» **Instructions to follow**: Reproduce the lines from the line containing "occurrence of single-seat" through the line containing "left=560, top=256, right=823, bottom=329", with both of those lines included.

» **Information given**:
= = = = =

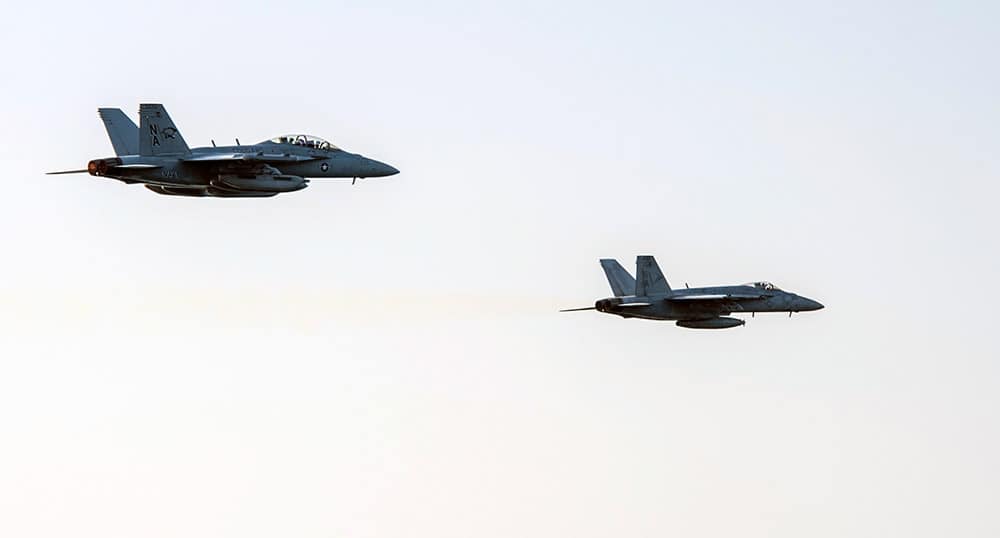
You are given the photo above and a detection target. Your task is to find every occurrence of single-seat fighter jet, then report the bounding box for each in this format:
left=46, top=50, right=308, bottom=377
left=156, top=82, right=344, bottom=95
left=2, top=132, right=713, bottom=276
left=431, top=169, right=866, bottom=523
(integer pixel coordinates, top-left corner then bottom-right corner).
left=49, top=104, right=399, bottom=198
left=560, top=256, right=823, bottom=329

= = = = =

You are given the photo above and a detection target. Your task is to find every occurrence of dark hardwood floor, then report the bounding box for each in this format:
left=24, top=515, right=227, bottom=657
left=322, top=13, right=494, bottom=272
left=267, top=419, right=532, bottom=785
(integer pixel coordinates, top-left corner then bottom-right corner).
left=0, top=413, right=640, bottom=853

= = = = =

» **Correct output**:
You are given the photo above and a detection target. Your task is to find every occurrence of single-seat fighter jet, then report the bounding box for each in this format:
left=46, top=50, right=308, bottom=377
left=156, top=82, right=344, bottom=95
left=2, top=132, right=713, bottom=276
left=431, top=169, right=866, bottom=523
(integer pixel coordinates, top-left corner then bottom-right corner).
left=49, top=104, right=399, bottom=198
left=560, top=256, right=823, bottom=329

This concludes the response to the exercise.